Mary's song is a model for us. She rejoiced in God's mercy and power to fulfill all His promises. We can, too. When we face uncertainty or doubt or just feel small and incapable in following God's purpose for us, we can choose to magnify Him and focus on His glory instead of our own limitations!

Take a few minutes and read her song -- recorded in Luke1:46-55. 

You'll be so blessed!

Reflect on how you can magnify God in your life today -- pray for a heart that rejoices in his faithfulness, letting your life become a song for others to hear!

Friday, December 20, 2024

Christmas - It All Comes With Jesus - Immanuel!

Let us then approach the throne of grace with confidence so that we may receive mercy and find grace to help us in our time of need.
(Hebrews 4:16)


Where else could we go in time of need? His Throne is the only place we can receive mercy because He is the only One who can extend it to us. With open, empty hands we approach Him and He fills them to overflowing with His mercy and His grace.

Mercy is when we don't get what we deserve
. We deserve judgment, but we get mercy. It's a full pardon for all we have done that shows our disobedience and rejection of God.


Grace is when we get even more than mercy -- we get the added bonus of Christ's righteousness being credited to us.
--*--
**What to do**
Print the portion of the devotional text starting at "You'll be so" and ending at "(Hebrews 4:16)". The listing after this devotional text is separate material.
--*--
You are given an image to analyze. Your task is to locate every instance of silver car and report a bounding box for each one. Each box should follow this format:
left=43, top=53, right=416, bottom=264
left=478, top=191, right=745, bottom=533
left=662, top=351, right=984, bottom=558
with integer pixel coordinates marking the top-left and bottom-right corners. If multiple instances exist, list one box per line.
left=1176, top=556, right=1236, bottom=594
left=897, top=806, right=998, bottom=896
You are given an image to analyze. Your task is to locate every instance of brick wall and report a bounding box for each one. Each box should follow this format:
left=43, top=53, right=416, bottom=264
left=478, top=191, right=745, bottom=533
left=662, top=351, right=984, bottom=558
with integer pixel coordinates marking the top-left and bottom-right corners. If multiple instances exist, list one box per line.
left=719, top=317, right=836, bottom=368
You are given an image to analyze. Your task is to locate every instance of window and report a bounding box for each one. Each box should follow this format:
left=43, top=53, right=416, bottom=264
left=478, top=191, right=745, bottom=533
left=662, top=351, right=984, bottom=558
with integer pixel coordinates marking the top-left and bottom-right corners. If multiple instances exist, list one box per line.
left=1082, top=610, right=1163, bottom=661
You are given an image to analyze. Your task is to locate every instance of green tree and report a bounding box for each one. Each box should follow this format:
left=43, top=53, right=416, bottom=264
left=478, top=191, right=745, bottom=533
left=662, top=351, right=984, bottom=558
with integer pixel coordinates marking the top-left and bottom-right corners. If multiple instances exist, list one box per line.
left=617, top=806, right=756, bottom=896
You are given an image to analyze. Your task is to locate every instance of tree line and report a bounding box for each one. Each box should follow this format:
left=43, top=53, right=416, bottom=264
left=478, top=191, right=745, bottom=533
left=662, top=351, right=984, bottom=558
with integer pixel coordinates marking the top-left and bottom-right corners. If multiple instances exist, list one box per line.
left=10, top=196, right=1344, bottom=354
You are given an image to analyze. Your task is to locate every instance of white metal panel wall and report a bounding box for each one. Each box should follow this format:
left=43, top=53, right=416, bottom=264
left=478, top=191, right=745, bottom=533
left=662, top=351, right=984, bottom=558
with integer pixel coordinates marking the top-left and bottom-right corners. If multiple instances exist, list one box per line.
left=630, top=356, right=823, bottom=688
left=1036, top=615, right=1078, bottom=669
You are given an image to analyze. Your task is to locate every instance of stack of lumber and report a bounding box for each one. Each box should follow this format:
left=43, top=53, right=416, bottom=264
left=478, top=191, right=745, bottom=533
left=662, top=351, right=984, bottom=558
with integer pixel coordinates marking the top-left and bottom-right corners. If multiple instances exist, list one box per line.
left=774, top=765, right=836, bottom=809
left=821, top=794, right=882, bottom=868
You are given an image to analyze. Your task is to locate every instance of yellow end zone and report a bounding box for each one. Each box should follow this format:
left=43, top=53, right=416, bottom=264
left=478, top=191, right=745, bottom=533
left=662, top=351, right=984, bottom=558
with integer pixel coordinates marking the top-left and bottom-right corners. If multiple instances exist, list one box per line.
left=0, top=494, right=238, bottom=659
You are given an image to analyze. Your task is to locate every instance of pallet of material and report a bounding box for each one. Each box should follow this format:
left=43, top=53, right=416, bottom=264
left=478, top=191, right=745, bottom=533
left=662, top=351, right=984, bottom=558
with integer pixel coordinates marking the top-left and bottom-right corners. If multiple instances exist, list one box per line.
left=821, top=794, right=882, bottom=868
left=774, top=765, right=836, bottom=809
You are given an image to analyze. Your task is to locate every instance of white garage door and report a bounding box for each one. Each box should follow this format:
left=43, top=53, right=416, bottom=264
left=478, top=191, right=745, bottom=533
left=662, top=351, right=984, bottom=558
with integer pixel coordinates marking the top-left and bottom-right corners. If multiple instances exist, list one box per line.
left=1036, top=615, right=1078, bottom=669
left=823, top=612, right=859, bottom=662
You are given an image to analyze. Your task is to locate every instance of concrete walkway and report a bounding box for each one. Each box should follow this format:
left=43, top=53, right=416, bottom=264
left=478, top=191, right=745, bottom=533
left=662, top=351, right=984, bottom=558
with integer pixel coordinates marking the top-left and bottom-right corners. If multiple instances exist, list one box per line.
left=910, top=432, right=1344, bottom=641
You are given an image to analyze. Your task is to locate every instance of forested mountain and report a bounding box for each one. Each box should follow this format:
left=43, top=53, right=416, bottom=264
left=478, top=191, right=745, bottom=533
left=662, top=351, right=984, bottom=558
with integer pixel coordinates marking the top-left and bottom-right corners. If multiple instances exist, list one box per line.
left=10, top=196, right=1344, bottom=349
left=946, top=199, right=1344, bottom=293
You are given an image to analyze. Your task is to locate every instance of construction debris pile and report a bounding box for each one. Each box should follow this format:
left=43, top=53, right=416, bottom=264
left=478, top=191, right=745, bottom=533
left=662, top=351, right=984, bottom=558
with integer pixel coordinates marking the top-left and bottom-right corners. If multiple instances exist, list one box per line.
--*--
**Correct response**
You'll be so blessed!

Reflect on how you can magnify God in your life today -- pray for a heart that rejoices in his faithfulness, letting your life become a song for others to hear!

Friday, December 20, 2024

Christmas - It All Comes With Jesus - Immanuel!

Let us then approach the throne of grace with confidence so that we may receive mercy and find grace to help us in our time of need.
(Hebrews 4:16)